Selected text:
>> start

Page MenuHomePhabricator

cloudvps: main/eqiad1 keystone merge
Closed, ResolvedPublic

Description

This task is to track all the work related to the keystone merge in the main/eqiad1 openstack deployments.
An email has been sent to the cloud-announce mailing list, operations scheduled for next Mon 13th Aug at 14:00 UTC (the D day).

Before D day:

  • announcements
  • prepare network connectivity: ACL, firewalling, etc
  • prepare new endpoints
  • prepare DB grants and any other SQL commands for the D day
  • prepare puppet patch to introduce the new keystone server/daemon @ cloudcontrol1003.wikimedia.org (https://gerrit.wikimedia.org/r/451314)
  • re-check nova_controller hiera keys (https://gerrit.wikimedia.org/r/#/c/operations/puppet/+/452345/)
  • other DB operations (T201674)
  • check/review the schedule/planning for concrete operations/steps on D day. Also, include some rollback instructions.

On D day:

The outcome of the operations is:

  • keystone daemon is running on cloudcontrol1003.wikimedia.org
  • keystone database is on m5
  • keystone has support for 2 regions: eqiad (the old main deployment region) and eqiad1-r (the new eqiad1 deployment region)
  • keystone database contains endpoints for both deployments
  • no local keystone database (mysql) exists in cloudcontrol1003.wikimedia.org or cloudcontrol1004.wikimedia.org

I will be using this etherpad to paste things and track ongoing work: https://etherpad.wikimedia.org/p/cloudvps-keystone-merge

Related docs:
https://wikitech.wikimedia.org/wiki/Portal:Cloud_VPS/Admin/keystone_notes
https://wikitech.wikimedia.org/wiki/Portal:Cloud_VPS/Admin/Neutron_Notes/phases
https://wikitech.wikimedia.org/wiki/Portal:Cloud_VPS/Admin/Deployments

Event Timeline

aborrero triaged this task as Medium priority.
aborrero updated the task description. (Show Details)
aborrero updated the task description. (Show Details)
aborrero updated the task description. (Show Details)

Change 451314 had a related patch set uploaded (by Arturo Borrero Gonzalez; owner: Arturo Borrero Gonzalez):
[operations/puppet@production] cloudvps: merge main/eqiad1 keystone services

https://gerrit.wikimedia.org/r/451314

New endpoints are ready. On D day, we need to:

  • enable eqiad1 endpoints (they have been created, but disabled)

>> end

Available data:
>> start

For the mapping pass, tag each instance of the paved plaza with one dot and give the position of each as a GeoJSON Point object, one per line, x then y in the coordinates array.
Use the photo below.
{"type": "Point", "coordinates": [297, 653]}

>> end

What you need to do: Extend the Phabricator task on the main/eqiad1 keystone merge, starting after its last line. The material plays no part in this exercise.

Answer to this problem:
  • run SQL queries to update main endpoints

In m5-master:

MariaDB [keystone]> UPDATE endpoint set url='http://cloudcontrol1003.wikimedia.org:5000/v3' WHERE url='http://labcontrol1001.wikimedia.org:5000/v3';
MariaDB [keystone]> UPDATE endpoint set url='http://cloudcontrol1003.wikimedia.org:35357/v3' WHERE url='http://labcontrol1001.wikimedia.org:35357/v3';

in case of rollback:

MariaDB [keystone]> UPDATE endpoint set url='http://labcontrol1001.wikimedia.org:5000/v3' WHERE url='http://cloudcontrol1003.wikimedia.org:5000/v3';
MariaDB [keystone]> UPDATE endpoint set url='http://labcontrol1001.wikimedia.org:35357/v3' WHERE url='http://cloudcontrol1003.wikimedia.org:35357/v3';

Change 451850 had a related patch set uploaded (by Arturo Borrero Gonzalez; owner: Arturo Borrero Gonzalez):
[operations/puppet@production] cloudvps: keystone: allow IPv6 connections from foreign services

https://gerrit.wikimedia.org/r/451850

Change 451850 merged by Arturo Borrero Gonzalez:
[operations/puppet@production] cloudvps: keystone: allow IPv6 connections from foreign services

https://gerrit.wikimedia.org/r/451850

Andrew updated the task description. (Show Details)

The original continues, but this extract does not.